== Segment start ==
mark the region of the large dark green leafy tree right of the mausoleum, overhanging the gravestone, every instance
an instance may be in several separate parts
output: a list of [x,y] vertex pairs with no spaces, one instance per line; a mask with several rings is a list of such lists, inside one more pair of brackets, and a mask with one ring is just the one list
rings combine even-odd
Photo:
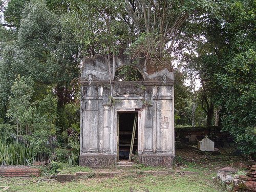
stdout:
[[244,154],[253,155],[256,153],[255,2],[230,1],[229,5],[221,10],[221,18],[210,16],[209,22],[200,26],[199,37],[204,38],[194,38],[198,55],[190,54],[193,58],[187,60],[188,69],[200,76],[204,100],[221,109],[223,130],[235,138]]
== Segment end ==
The reply is to be all the records above, transcribed exactly, with no pictures.

mark the region of the large dark green leafy tree right of the mausoleum, overhanging the gravestone, every instance
an instance may be in several separate parts
output: a list of [x,y] vertex pairs with no spaces, one instance per line; a mask with several rings is a list of such lists, inside one more pair of brackets, and a mask with one ring is just the one list
rings combine even-odd
Photo:
stdout:
[[244,154],[253,155],[256,153],[255,2],[230,1],[229,5],[221,10],[221,18],[210,16],[209,22],[200,26],[199,37],[204,38],[194,38],[198,55],[190,54],[193,58],[187,60],[188,69],[200,76],[204,100],[221,109],[223,130],[235,138]]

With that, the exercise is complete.